EXCERPTED DATA:
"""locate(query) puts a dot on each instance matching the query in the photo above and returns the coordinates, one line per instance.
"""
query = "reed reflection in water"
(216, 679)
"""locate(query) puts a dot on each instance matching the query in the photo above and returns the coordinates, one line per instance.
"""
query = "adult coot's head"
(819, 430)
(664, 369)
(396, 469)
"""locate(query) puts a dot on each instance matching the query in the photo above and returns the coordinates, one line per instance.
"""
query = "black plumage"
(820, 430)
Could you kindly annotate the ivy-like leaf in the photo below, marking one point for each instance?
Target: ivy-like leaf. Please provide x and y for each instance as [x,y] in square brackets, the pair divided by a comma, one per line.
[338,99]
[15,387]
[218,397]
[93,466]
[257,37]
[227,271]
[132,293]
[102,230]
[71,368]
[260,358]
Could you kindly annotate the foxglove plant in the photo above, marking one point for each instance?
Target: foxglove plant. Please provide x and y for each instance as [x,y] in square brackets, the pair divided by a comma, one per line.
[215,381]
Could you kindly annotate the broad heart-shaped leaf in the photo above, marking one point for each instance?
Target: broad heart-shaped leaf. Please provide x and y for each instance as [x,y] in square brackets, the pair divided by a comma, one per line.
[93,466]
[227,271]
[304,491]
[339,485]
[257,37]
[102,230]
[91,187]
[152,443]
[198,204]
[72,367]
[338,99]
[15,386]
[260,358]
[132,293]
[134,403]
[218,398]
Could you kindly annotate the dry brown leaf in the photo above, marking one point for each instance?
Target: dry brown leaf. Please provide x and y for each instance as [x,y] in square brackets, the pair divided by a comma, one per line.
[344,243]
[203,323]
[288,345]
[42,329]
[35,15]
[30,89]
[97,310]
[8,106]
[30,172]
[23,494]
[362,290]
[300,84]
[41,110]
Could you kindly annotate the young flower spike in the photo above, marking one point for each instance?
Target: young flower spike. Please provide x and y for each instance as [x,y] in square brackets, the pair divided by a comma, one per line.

TASK TO COMPLETE: Update the listing by substituting "occurrence" for each "instance" and leaving all other text unchanged.

TASK OUTPUT:
"""locate(query) puts a dot on each occurrence matching the query in the photo above and returns the coordinates, one line per occurrence.
"""
query = "reed reflection in water"
(216, 679)
"""locate(query) puts a dot on each occurrence matching the query in the photo above and returns the coordinates, one line per occurrence.
"""
query = "adult coot's head"
(819, 430)
(664, 369)
(396, 469)
"""locate(query) puts a dot on each occurrence matching the query in the photo above and returns the coordinates, one line per occurrence.
"""
query = "black plumage"
(820, 430)
Could you kindly annotate the ivy-like leaf in the photo below, marking one point for each occurrence?
Target: ivy-like leaf. Please provide x and y for each occurrence as [x,y] in square brackets, the pair divided by a comma, one per line.
[338,99]
[15,387]
[218,397]
[93,466]
[257,37]
[227,271]
[132,293]
[102,230]
[71,368]
[260,358]
Could you kindly annotate the foxglove plant in the photo above, marking one point for each occurrence?
Target: foxglove plant. Please provide x and y for each occurrence as [x,y] in square brackets, the pair divided by a comma, one per line.
[215,381]
Could you kindly annotate the broad heart-shaped leaf in the photo above, marking one point for each occurrence?
Target: broad heart-shaped leaf. Please provide x and y for each occurrence as [x,y] in square brackets, the pair divided by a comma, one per line.
[93,466]
[227,271]
[304,491]
[339,485]
[257,37]
[102,230]
[91,187]
[152,443]
[198,204]
[72,367]
[338,99]
[15,386]
[260,358]
[132,293]
[134,403]
[218,398]
Could you kindly annotate the dry brown leaf in the photo above, marking one point for each occurrence?
Target: dry brown leaf. Please provide x and y for each occurrence as [x,y] in square brackets, the pair divided by a comma, one per line.
[344,243]
[203,323]
[288,345]
[42,329]
[35,15]
[30,89]
[97,310]
[8,106]
[30,172]
[23,494]
[362,290]
[300,84]
[41,110]
Could you kindly annotate the young flower spike in the photo above, marking one point for each occurrence?
Target: young flower spike. Please provide x and y for each occurrence as [x,y] in square brackets, the pair divided by a comma, one per line.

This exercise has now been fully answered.